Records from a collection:
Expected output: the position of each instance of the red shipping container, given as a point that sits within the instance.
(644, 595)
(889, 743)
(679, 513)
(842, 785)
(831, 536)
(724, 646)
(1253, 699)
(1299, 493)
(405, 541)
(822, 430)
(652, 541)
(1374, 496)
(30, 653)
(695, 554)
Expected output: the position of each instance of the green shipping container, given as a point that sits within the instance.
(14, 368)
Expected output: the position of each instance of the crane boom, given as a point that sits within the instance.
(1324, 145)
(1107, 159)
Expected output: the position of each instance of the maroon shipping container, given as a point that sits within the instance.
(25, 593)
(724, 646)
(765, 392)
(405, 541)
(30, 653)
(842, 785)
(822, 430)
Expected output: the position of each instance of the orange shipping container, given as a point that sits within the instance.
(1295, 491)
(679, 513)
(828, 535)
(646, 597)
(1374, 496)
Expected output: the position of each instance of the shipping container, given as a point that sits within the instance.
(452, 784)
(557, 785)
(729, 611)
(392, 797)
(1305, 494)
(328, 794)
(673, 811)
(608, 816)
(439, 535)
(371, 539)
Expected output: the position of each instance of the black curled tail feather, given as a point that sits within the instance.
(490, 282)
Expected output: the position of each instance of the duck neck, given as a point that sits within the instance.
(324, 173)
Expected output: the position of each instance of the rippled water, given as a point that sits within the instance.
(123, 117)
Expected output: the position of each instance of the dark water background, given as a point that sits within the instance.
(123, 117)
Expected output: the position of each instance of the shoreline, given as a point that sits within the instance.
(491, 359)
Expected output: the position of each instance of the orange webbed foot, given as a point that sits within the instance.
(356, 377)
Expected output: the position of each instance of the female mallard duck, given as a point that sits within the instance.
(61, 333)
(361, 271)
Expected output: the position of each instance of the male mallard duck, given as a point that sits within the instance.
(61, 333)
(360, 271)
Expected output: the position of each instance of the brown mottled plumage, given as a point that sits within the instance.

- Task: The records above must be retyped in full. Keep each one exactly as it is.

- Answer section:
Expected output: the position of each instance of the red shipping container, given as a point that sits within the instance.
(644, 595)
(889, 743)
(679, 513)
(842, 785)
(831, 536)
(724, 646)
(1253, 699)
(1299, 493)
(405, 541)
(822, 430)
(652, 541)
(1374, 496)
(30, 653)
(695, 554)
Expected output: the position of each instance of the green shipping container, given as a point that sits within the instance.
(14, 368)
Expected output: the position of each instance of the crane boom, given as a point that sits within the instance.
(1324, 145)
(1107, 159)
Expected output: the position of each instance of the maroon shipping container, given as a point that sits within the instance.
(25, 593)
(724, 646)
(765, 392)
(405, 541)
(30, 653)
(842, 785)
(822, 430)
Expected output: the position of each instance of the orange shipping container, given as a point that sits within the instance.
(1295, 491)
(679, 513)
(828, 535)
(646, 597)
(1374, 496)
Expected output: the position of each instance of the shipping container, given as a point that sits within the instance.
(452, 784)
(557, 785)
(729, 611)
(392, 797)
(1305, 494)
(328, 794)
(673, 811)
(608, 816)
(439, 535)
(371, 539)
Expected output: the position of each instance of the black curled tail feather, given as a point that sits within the instance.
(490, 282)
Expected output: the position of each instance of the duck neck, given as a point that sits within the instance.
(324, 173)
Expected output: the position of each instance of the rippled water, given as a point that sits within the instance.
(123, 117)
Expected output: the position of each instance of the dark water background, given as a point that sits within the instance.
(123, 117)
Expected output: the position of each instance of the shoreline, given as a point that sits within the instance.
(491, 359)
Expected output: the position of each instance of the orange webbed foot, given as a point that sits within the instance.
(356, 377)
Expected output: the position of each instance of the female mallard duck, given as a point that sits within the instance.
(61, 333)
(361, 271)
Expected output: the position of each instance of the male mallard duck, given as a point that sits within the instance.
(61, 333)
(360, 271)
Expected output: the position of each instance of the brown mottled plumage, given as a point that sits within the instance.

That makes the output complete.